Required task 1 ::
Retype the Daimler Truck labor article from "Daimler Truck, which" to "plant in Alabama." word for word.

April 26 (Reuters) - Daimler Truck agreed to
a new labor contract on Friday with over 7,300 hourly workers
represented by the United Auto Workers (UAW) at six facilities
in the U.S. South, averting a strike at the 11th hour.
"For months, we said that record profits should mean a
record contract with no concessions," UAW President Shawn Fain
said in a late-night appearance on YouTube from Charlotte, North
Carolina, near where the company has plants.
"Our determination and solidarity has delivered," he said of
the tentative deal, which workers still must ratify.
Daimler Truck, which makes Freightliner and Western Star
trucks and Thomas Built buses, had faced the possibility of a
strike beginning at midnight ET (0400 GMT on Saturday).
Daimler Truck said in a statement: "The UAW members... will
now be asked to vote on the new contracts, and we hope to
finalize them soon, for the mutual benefit of all parties."
The deal at the German truck maker, which was spun off from
what is now automaker Mercedes, comes just three weeks
before votes on whether to join the UAW will be tallied at a
Mercedes assembly plant in Alabama.
Fain's speech on Friday started almost an hour later than
scheduled as Daimler Truck made late concessions, Fain
explained. Several times during the talks last fall with the
Detroit Three automakers - General Motors ( GM ), Ford and Stellantis ( STLA ) -
the threat of a deadline led the companies to make concessions
to avoid the strike's expansion.
Under Friday's deal, Daimler Truck workers will receive a
minimum 25% general wage increase over the four-year contract,
Fain said. That would match what workers at the Detroit Three
received.
When the deal is ratified, Fain said members will receive an
immediate 10% pay raise, followed by 3% increases six months and
12 months later.
They also will receive cost-of-living adjustments to offset
inflation and profit-sharing, both for the first time at Daimler
Truck, as well as the end of wage tiers that paid those building
buses less than those building heavy trucks, he said.

Supplied entries ::
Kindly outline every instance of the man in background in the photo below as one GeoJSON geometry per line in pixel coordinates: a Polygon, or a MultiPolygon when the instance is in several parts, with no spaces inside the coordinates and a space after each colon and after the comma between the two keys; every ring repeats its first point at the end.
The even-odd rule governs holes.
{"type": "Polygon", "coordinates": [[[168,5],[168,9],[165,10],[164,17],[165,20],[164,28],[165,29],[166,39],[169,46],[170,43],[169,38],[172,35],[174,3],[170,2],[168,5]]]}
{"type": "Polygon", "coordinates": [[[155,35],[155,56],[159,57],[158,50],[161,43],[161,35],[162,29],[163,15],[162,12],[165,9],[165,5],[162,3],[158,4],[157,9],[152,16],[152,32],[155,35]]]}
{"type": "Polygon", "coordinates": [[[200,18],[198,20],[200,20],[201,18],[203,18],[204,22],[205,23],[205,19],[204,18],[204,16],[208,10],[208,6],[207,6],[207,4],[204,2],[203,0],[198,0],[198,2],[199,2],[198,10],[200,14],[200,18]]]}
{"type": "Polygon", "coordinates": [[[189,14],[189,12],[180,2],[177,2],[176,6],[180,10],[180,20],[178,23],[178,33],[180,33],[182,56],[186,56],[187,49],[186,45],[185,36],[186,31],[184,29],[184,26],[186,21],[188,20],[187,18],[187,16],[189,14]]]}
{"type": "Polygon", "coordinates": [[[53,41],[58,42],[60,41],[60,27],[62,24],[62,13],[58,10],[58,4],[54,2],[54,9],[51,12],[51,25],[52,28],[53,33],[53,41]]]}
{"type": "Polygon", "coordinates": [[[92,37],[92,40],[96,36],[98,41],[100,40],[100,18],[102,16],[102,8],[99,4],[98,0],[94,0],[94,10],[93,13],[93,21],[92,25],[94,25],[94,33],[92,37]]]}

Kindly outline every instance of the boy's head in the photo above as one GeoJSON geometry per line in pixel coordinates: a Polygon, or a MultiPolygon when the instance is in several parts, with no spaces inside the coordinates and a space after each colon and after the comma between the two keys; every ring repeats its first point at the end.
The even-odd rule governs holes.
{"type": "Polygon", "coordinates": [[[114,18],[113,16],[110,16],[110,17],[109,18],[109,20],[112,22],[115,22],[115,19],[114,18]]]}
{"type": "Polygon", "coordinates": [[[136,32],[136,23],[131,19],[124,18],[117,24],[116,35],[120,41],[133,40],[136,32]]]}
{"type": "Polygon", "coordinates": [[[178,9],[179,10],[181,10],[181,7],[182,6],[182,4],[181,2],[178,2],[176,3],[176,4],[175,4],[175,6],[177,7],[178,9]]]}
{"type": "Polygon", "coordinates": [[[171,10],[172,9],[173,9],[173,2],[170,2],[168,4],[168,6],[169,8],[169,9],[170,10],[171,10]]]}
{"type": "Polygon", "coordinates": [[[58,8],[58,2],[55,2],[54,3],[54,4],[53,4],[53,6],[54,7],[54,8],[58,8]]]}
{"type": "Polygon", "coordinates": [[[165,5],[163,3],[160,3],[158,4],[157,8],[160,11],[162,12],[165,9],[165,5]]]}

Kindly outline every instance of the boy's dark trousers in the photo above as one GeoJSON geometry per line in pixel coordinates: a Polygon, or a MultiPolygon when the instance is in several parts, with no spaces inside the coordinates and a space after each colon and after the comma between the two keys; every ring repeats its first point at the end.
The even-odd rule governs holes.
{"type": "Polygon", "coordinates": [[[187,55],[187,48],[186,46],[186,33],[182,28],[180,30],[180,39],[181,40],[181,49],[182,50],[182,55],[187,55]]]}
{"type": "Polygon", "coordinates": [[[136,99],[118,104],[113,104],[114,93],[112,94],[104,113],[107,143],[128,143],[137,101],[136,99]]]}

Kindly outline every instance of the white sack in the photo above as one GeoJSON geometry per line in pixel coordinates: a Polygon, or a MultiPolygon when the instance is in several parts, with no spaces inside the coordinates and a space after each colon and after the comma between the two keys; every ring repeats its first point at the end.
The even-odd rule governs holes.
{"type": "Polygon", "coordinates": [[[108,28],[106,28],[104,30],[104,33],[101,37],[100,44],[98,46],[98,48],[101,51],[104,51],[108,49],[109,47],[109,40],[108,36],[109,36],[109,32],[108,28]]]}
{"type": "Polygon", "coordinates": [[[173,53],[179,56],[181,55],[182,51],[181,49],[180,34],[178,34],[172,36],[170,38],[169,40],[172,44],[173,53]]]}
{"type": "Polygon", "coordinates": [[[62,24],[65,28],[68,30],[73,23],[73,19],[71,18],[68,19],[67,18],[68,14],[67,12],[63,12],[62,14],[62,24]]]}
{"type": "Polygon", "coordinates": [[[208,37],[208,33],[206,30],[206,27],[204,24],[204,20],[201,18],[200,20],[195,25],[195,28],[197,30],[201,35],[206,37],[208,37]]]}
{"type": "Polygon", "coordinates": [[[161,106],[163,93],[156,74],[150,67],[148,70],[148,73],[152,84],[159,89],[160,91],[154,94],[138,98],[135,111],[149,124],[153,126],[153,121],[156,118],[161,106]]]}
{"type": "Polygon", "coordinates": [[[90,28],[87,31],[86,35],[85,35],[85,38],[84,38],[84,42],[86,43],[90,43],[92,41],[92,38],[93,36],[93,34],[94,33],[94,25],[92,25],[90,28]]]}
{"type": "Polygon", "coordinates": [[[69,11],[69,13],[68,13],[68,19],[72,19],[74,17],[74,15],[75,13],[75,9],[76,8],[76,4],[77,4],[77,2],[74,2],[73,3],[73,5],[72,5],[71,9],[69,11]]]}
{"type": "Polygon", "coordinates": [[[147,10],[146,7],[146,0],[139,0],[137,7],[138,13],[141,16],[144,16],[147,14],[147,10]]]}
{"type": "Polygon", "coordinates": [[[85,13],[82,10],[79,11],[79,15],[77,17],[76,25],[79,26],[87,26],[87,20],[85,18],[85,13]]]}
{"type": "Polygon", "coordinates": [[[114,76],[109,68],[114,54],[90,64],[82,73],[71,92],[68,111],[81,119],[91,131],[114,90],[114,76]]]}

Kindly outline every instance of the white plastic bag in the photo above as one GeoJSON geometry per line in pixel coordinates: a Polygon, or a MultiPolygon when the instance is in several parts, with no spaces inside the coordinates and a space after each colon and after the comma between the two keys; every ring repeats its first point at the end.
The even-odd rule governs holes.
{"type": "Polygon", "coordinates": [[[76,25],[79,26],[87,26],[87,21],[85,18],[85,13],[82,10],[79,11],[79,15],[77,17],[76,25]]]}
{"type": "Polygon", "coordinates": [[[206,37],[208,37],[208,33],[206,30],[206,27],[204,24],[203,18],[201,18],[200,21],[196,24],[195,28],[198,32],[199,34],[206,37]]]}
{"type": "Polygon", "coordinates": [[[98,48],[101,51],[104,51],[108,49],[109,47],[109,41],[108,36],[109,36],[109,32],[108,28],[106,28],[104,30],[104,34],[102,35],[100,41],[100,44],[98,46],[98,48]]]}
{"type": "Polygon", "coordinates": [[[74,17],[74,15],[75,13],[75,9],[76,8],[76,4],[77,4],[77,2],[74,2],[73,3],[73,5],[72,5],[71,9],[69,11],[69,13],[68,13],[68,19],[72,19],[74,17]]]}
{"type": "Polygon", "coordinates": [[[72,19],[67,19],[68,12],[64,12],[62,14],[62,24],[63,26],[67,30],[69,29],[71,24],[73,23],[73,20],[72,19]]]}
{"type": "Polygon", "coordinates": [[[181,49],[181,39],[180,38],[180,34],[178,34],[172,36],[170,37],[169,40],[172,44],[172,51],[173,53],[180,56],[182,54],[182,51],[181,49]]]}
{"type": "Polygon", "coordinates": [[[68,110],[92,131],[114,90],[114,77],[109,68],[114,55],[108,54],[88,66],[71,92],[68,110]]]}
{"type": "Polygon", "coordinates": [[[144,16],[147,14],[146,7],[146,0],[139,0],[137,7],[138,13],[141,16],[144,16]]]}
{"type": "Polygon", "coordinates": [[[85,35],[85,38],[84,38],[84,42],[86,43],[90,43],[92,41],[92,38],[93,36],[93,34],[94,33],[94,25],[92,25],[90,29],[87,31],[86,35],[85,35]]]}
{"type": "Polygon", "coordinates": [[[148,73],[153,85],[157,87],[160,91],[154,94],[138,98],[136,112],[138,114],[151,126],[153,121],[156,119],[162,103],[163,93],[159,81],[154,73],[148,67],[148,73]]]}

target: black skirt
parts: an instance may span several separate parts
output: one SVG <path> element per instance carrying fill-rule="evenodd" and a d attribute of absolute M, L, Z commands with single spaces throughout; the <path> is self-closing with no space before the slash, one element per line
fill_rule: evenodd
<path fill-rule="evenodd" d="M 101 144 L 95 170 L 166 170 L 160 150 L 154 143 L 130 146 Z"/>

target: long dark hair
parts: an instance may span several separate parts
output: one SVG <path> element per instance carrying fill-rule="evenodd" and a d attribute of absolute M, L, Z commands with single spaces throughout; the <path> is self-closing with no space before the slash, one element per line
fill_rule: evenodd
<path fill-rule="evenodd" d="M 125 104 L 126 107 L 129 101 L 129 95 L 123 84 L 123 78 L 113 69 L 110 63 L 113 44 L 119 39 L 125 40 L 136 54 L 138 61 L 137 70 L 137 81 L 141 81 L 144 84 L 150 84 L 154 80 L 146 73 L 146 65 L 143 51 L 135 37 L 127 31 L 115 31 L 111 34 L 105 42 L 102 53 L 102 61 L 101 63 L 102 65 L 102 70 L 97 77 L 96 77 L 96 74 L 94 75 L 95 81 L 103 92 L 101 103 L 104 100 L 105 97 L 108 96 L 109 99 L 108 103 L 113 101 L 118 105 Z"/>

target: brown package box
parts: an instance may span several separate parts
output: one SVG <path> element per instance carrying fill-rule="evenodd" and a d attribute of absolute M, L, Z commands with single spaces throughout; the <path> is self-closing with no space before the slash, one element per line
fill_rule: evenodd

Required task 2 ::
From the listing, repeat verbatim the lines from the line with "target: black skirt" to the line with "125 104 L 126", including both of those lines.

Complete response 1 ::
Daimler Truck, which makes Freightliner and Western Star
trucks and Thomas Built buses, had faced the possibility of a
strike beginning at midnight ET (0400 GMT on Saturday).
Daimler Truck said in a statement: "The UAW members... will
now be asked to vote on the new contracts, and we hope to
finalize them soon, for the mutual benefit of all parties."
The deal at the German truck maker, which was spun off from
what is now automaker Mercedes, comes just three weeks
before votes on whether to join the UAW will be tallied at a
Mercedes assembly plant in Alabama.

Complete response 2 ::
target: black skirt
parts: an instance may span several separate parts
output: one SVG <path> element per instance carrying fill-rule="evenodd" and a d attribute of absolute M, L, Z commands with single spaces throughout; the <path> is self-closing with no space before the slash, one element per line
fill_rule: evenodd
<path fill-rule="evenodd" d="M 101 144 L 95 170 L 166 170 L 160 150 L 154 143 L 130 146 Z"/>

target: long dark hair
parts: an instance may span several separate parts
output: one SVG <path> element per instance carrying fill-rule="evenodd" and a d attribute of absolute M, L, Z commands with single spaces throughout; the <path> is self-closing with no space before the slash, one element per line
fill_rule: evenodd
<path fill-rule="evenodd" d="M 125 104 L 126 107 L 129 101 L 129 95 L 123 84 L 123 78 L 113 69 L 110 63 L 113 44 L 119 39 L 125 40 L 136 54 L 138 61 L 137 70 L 137 81 L 141 81 L 144 84 L 150 84 L 154 80 L 146 73 L 146 65 L 143 51 L 135 37 L 127 31 L 115 31 L 111 34 L 105 42 L 102 53 L 102 61 L 101 63 L 102 65 L 102 70 L 97 77 L 96 77 L 96 74 L 94 75 L 95 81 L 103 92 L 101 103 L 104 100 L 105 97 L 108 96 L 109 99 L 108 103 L 113 101 L 118 105 Z"/>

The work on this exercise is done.